● DATA SUPPLIED:
◆ ◆ ◆ ◆ ◆ ◆ ◆

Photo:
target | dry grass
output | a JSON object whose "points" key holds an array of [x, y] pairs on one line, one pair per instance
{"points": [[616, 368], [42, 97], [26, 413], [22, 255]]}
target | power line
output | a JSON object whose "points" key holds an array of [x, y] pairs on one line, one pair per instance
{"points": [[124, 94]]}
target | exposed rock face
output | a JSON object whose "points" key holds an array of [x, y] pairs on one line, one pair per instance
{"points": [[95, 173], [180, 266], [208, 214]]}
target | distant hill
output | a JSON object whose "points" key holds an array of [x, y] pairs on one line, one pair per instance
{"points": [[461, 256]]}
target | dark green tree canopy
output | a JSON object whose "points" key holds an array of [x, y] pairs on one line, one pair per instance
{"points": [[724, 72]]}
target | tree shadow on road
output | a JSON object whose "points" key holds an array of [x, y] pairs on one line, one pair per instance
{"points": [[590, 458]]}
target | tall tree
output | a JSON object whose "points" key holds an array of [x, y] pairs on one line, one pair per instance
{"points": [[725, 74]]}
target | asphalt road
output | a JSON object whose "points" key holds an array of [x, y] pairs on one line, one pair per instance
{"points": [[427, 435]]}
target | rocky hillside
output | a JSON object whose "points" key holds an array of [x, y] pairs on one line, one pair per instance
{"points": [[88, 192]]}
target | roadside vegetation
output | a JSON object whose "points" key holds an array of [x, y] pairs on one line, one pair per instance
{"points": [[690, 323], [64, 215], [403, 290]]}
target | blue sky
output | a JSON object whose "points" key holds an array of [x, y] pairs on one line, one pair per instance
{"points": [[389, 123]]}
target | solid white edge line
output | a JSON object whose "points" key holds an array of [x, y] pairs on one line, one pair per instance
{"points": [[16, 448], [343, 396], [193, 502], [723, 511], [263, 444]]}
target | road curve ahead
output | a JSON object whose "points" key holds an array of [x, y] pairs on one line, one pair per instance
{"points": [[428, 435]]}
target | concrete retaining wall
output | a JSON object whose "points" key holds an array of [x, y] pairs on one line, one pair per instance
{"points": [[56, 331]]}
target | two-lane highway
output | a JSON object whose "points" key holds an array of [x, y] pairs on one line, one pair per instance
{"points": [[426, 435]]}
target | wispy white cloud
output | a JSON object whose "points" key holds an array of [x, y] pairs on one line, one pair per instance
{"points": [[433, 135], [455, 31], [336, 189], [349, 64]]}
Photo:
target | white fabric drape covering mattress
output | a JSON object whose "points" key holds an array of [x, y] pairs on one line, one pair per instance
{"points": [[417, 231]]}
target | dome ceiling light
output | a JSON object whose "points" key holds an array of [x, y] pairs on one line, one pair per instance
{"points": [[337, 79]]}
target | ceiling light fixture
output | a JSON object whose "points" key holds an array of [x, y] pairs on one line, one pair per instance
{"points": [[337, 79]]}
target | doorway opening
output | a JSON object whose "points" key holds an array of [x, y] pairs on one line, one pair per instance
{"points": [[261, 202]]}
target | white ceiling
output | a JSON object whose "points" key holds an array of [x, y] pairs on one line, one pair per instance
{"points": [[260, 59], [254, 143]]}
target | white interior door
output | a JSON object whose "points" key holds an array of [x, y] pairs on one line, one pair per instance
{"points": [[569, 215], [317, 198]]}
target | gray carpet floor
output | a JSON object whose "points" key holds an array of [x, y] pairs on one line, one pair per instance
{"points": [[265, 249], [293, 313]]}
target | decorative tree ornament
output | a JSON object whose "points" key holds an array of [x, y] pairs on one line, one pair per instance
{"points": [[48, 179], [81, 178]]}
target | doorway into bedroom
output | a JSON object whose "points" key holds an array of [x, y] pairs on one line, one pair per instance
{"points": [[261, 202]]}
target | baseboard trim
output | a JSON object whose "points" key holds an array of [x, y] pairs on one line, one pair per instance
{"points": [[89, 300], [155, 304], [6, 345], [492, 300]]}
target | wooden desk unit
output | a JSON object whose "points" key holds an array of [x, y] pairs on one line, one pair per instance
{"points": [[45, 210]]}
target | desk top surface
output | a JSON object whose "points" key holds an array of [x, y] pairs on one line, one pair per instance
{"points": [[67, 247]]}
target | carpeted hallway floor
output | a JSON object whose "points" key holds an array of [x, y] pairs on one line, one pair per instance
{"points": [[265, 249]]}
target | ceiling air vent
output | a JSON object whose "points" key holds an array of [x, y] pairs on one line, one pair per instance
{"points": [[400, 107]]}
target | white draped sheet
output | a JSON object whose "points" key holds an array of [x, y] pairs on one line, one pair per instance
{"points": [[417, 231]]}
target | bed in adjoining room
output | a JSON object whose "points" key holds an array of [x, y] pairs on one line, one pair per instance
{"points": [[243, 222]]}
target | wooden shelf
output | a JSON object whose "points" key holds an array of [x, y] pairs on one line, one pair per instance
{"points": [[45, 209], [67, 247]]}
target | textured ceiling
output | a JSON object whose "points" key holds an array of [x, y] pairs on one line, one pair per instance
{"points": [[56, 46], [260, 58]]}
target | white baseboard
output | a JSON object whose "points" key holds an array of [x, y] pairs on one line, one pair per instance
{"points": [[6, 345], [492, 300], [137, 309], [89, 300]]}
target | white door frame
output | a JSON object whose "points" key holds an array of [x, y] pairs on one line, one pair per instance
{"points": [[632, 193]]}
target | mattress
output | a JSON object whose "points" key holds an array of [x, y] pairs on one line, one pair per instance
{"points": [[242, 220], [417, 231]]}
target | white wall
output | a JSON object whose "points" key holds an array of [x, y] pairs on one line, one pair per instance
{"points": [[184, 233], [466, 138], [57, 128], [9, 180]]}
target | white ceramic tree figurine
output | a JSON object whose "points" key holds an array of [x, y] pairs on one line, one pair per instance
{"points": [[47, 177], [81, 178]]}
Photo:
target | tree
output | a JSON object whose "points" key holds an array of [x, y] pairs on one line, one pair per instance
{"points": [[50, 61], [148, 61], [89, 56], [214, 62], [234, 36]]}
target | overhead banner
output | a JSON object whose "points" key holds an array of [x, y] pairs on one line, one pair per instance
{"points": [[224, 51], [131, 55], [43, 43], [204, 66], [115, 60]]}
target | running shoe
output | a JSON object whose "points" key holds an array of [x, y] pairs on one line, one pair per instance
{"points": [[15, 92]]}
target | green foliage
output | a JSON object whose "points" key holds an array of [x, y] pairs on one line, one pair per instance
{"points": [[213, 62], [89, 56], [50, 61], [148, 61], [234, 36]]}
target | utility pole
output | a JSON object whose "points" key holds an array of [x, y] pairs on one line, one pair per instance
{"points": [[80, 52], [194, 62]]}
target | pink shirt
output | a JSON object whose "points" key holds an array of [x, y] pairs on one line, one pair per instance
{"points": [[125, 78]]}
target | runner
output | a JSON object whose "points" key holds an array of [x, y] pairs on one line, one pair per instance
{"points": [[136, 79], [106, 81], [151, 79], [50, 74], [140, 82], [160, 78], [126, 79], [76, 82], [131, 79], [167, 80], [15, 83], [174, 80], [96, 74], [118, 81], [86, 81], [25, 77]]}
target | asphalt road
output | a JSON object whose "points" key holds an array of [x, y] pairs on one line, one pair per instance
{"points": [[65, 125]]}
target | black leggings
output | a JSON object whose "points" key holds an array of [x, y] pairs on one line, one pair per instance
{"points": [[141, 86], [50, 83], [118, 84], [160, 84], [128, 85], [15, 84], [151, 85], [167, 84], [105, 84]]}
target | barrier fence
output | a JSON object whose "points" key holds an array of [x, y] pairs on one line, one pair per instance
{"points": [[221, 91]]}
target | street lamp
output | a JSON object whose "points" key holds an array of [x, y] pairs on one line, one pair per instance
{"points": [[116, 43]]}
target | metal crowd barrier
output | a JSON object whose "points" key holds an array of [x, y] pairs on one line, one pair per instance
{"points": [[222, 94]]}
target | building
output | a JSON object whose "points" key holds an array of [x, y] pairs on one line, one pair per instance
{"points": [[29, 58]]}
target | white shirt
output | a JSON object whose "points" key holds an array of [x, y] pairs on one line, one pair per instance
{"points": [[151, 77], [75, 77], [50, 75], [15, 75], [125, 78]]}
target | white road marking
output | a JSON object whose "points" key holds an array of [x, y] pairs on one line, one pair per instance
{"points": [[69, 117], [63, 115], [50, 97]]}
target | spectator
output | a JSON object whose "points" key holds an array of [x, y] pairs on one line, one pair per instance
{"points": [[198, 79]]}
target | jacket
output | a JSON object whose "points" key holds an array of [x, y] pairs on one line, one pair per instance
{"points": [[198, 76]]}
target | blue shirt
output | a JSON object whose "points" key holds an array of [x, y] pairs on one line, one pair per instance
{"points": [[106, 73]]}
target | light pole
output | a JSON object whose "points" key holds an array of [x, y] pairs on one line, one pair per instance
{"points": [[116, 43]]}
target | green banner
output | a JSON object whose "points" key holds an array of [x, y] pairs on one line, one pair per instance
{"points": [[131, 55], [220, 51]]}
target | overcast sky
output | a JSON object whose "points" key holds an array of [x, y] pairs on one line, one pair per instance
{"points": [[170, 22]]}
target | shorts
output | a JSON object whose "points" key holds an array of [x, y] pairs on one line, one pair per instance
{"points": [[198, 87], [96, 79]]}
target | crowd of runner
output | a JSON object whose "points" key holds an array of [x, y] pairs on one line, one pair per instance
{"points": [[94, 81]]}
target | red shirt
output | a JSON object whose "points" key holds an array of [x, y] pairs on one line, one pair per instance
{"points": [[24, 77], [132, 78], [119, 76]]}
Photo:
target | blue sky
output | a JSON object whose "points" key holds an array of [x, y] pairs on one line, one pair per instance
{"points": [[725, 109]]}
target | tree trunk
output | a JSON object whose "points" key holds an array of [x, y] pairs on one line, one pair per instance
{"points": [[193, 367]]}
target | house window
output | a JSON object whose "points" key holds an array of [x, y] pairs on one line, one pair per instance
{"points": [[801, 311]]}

◆ ◆ ◆ ◆ ◆ ◆ ◆

● ABOUT THIS TASK: Please report how many lines in the records contain the string "floor", and write nothing besides that number.

● RESULT OF THE EXERCISE: 2